=== 제공 데이터 ===

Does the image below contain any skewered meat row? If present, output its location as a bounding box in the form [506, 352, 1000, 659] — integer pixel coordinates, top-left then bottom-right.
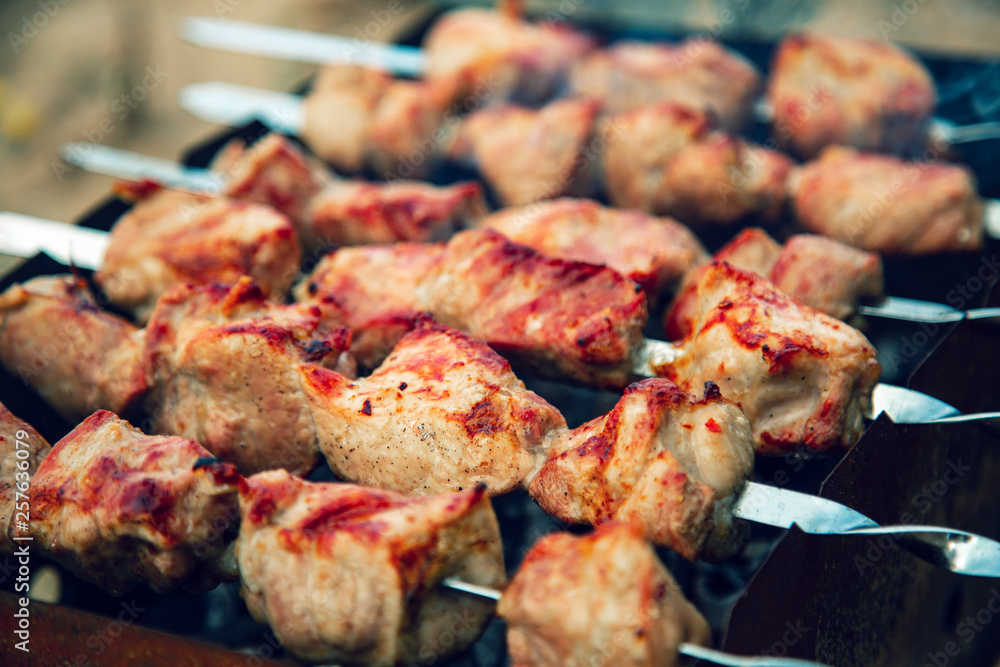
[497, 524, 711, 667]
[0, 404, 52, 554]
[0, 276, 353, 473]
[664, 227, 884, 340]
[5, 412, 709, 665]
[236, 470, 506, 666]
[296, 230, 878, 451]
[0, 282, 754, 558]
[15, 411, 245, 595]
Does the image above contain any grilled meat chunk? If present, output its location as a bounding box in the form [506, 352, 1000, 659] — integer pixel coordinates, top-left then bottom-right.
[296, 229, 646, 387]
[22, 410, 245, 595]
[789, 147, 984, 255]
[295, 243, 444, 369]
[303, 319, 566, 494]
[95, 184, 301, 322]
[528, 379, 754, 559]
[236, 470, 504, 667]
[146, 279, 350, 474]
[0, 275, 147, 422]
[0, 405, 52, 555]
[311, 181, 486, 245]
[497, 524, 711, 667]
[768, 33, 937, 158]
[481, 199, 708, 305]
[213, 134, 486, 249]
[601, 103, 791, 225]
[657, 262, 881, 454]
[664, 227, 883, 339]
[448, 100, 599, 206]
[424, 8, 595, 104]
[569, 38, 761, 132]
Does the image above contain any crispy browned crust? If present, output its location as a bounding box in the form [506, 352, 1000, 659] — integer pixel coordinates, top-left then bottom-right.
[480, 199, 708, 303]
[296, 229, 647, 387]
[601, 102, 791, 225]
[428, 229, 647, 387]
[236, 471, 505, 667]
[95, 190, 301, 321]
[768, 33, 937, 158]
[657, 262, 881, 454]
[23, 411, 245, 595]
[498, 524, 711, 667]
[569, 37, 761, 132]
[303, 318, 566, 495]
[528, 379, 754, 559]
[0, 405, 52, 554]
[790, 147, 984, 255]
[664, 227, 884, 340]
[0, 275, 147, 422]
[145, 279, 350, 474]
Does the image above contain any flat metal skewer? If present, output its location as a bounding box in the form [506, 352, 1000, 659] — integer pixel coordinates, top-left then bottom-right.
[441, 577, 826, 667]
[62, 143, 1000, 328]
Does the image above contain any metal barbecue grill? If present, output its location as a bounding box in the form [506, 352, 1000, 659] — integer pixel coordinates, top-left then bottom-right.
[0, 5, 1000, 667]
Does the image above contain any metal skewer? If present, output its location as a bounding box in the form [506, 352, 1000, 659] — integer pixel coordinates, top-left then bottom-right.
[62, 143, 1000, 324]
[441, 577, 826, 667]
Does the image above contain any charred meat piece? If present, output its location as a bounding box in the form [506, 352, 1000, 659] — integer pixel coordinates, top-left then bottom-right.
[664, 227, 884, 339]
[22, 410, 245, 595]
[424, 8, 595, 104]
[0, 275, 147, 422]
[301, 65, 394, 174]
[295, 243, 444, 370]
[0, 405, 52, 554]
[146, 279, 350, 474]
[768, 33, 937, 158]
[569, 38, 761, 132]
[448, 100, 599, 206]
[310, 180, 486, 245]
[657, 262, 881, 454]
[600, 103, 791, 225]
[296, 229, 646, 387]
[528, 379, 754, 559]
[304, 319, 566, 494]
[95, 184, 301, 322]
[236, 470, 504, 667]
[789, 147, 983, 255]
[497, 524, 711, 667]
[480, 199, 708, 305]
[213, 134, 486, 249]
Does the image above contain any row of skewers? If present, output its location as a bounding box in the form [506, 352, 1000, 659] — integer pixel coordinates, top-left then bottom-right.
[0, 2, 1000, 664]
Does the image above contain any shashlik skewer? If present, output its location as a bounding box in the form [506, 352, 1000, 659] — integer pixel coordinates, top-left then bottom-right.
[4, 412, 988, 664]
[181, 14, 1000, 157]
[1, 211, 992, 448]
[181, 78, 1000, 254]
[56, 145, 1000, 324]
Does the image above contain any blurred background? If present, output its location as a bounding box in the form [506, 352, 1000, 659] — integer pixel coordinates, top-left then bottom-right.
[0, 0, 1000, 227]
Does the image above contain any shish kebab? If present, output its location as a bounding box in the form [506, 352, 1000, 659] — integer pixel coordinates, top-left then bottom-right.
[60, 135, 1000, 324]
[0, 277, 1000, 574]
[181, 8, 1000, 157]
[0, 406, 828, 665]
[3, 204, 996, 451]
[181, 77, 1000, 254]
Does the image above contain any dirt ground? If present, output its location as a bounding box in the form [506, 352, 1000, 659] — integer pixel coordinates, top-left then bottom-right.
[0, 0, 436, 264]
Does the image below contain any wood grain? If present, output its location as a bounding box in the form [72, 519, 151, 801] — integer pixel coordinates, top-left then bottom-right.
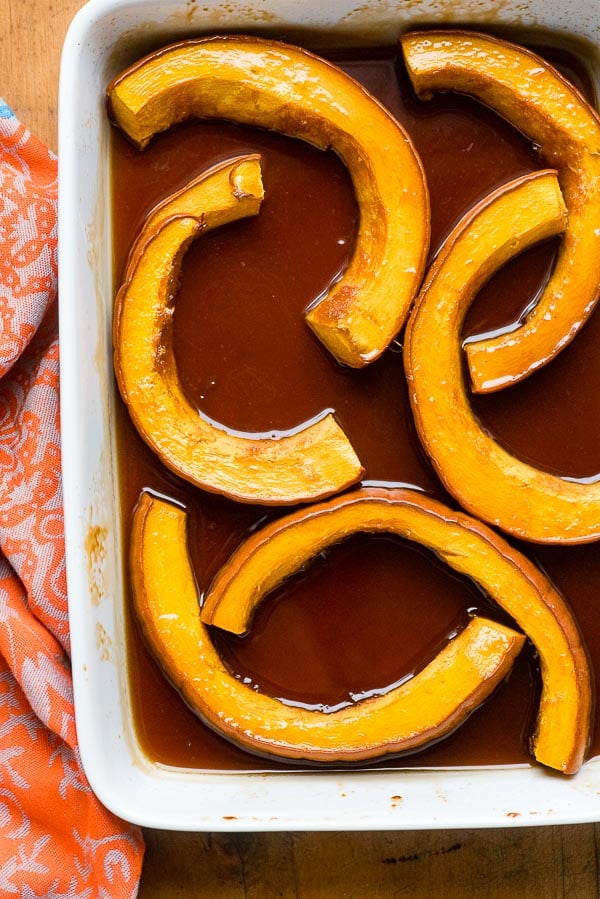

===

**지시 사항:** 위 기록 전체에서 "integer pixel coordinates"를 "whole-number pixel coordinates"로 바꾸고 나머지는 그대로 둔 채 다시 써 줄 수 있나요? 그림은 결과에서 빼 주세요.

**작업 결과:**
Does the image below contain any skewered meat row? If present, output its location as a bounding box in the form [506, 352, 1000, 659] — whole-number pixel coordinates, top-left then bottom-right.
[497, 524, 711, 667]
[0, 404, 52, 554]
[0, 276, 353, 473]
[664, 227, 884, 340]
[5, 412, 709, 665]
[236, 470, 506, 666]
[296, 230, 878, 451]
[0, 282, 754, 558]
[15, 411, 245, 595]
Does the image above contain any grilled meat chunk? If present, output its location as a bounding box in the form [506, 352, 1000, 659] — whole-number pixel coordinates, top-left then bottom-right.
[296, 229, 646, 387]
[22, 410, 245, 595]
[789, 147, 984, 255]
[295, 243, 444, 369]
[303, 319, 566, 494]
[95, 184, 301, 322]
[528, 379, 754, 559]
[236, 470, 504, 667]
[146, 279, 350, 474]
[0, 275, 147, 422]
[0, 405, 52, 555]
[311, 181, 486, 245]
[497, 524, 711, 667]
[768, 33, 937, 158]
[481, 199, 708, 305]
[213, 134, 486, 249]
[601, 103, 791, 225]
[657, 262, 881, 454]
[664, 227, 883, 339]
[448, 100, 599, 206]
[424, 8, 595, 104]
[569, 38, 761, 132]
Does the image above contain any crispy browned crust? If present, output its location as a bounding box in the form [506, 352, 1000, 659] — whole-number pixel coordinates, top-left then bottom-right.
[480, 199, 708, 303]
[296, 229, 647, 387]
[601, 102, 791, 225]
[428, 229, 647, 387]
[236, 471, 505, 667]
[95, 190, 301, 321]
[768, 33, 937, 158]
[657, 262, 881, 454]
[23, 411, 245, 595]
[498, 524, 711, 667]
[569, 37, 761, 132]
[303, 318, 566, 495]
[528, 379, 754, 559]
[0, 405, 52, 554]
[790, 147, 984, 255]
[664, 227, 884, 340]
[0, 275, 147, 422]
[145, 279, 350, 474]
Does the image above contain any flat metal skewer? If present, output its location as a bounding box in the form [506, 352, 1000, 659] — whole-number pixel coordinates, top-left then bottom-right.
[441, 577, 826, 667]
[62, 143, 1000, 328]
Does the image above contain any metal barbecue grill? If present, output its location as a bounding box in the form [506, 352, 1000, 659] — whole-number pixel coordinates, top-left then bottom-right.
[0, 5, 1000, 667]
Does the image above contain any metal skewer? If present, output its location as a bounding box in the form [506, 352, 1000, 659] — whole-number pixel coordinates, top-left then bottom-right.
[62, 143, 1000, 324]
[441, 577, 826, 667]
Does the image above contain any charred meat piece? If present, output its location as a bounding box in the form [506, 352, 1000, 659] — whole-number pixel coordinates, top-left then bottom-right.
[664, 227, 884, 339]
[22, 410, 245, 595]
[424, 8, 595, 104]
[0, 275, 147, 422]
[301, 65, 394, 174]
[295, 243, 444, 370]
[0, 405, 52, 554]
[146, 279, 350, 474]
[768, 33, 937, 158]
[569, 38, 761, 132]
[448, 100, 599, 206]
[310, 180, 486, 245]
[657, 262, 881, 454]
[600, 103, 791, 225]
[296, 229, 646, 387]
[528, 379, 754, 559]
[304, 319, 566, 494]
[95, 184, 301, 322]
[236, 470, 504, 667]
[789, 147, 983, 255]
[497, 524, 711, 667]
[480, 199, 708, 305]
[213, 134, 486, 249]
Does the image above contain any row of skewers? If present, output its location as a bounding box in the form [506, 352, 1000, 659] — whole-number pixel coordinates, top-left then bottom-right.
[0, 2, 1000, 664]
Does the image above contain any shashlik skewer? If present, output its location as a bounding box in the form [506, 352, 1000, 659] — whole-number pixel coordinates, top-left then bottom-right.
[4, 412, 988, 664]
[181, 14, 1000, 157]
[1, 211, 992, 448]
[181, 78, 1000, 254]
[56, 145, 1000, 324]
Does the image above contain any blurred background? If present, output its location as a bounding box in the form [506, 352, 1000, 659] — whole-number pixel coordinates, top-left then bottom-right.
[0, 0, 1000, 227]
Does the image above contain any shish kebab? If present, output its location as a bounding box in the form [506, 352, 1000, 659] — whole-number pixel coordinates, top-left then bottom-right.
[60, 135, 1000, 324]
[0, 277, 1000, 574]
[181, 8, 1000, 157]
[0, 406, 828, 665]
[3, 204, 996, 451]
[181, 77, 1000, 254]
Does the image above contain any dirt ground? If present, output its location as a bounding box in the form [506, 352, 1000, 659] — whole-number pixel coordinates, top-left then bottom-right.
[0, 0, 436, 264]
Does the image below contain any wood grain? If present, output its location as a bounding box in the form [72, 519, 151, 801] — whole-number pixel coordinates, top-left then bottom-right.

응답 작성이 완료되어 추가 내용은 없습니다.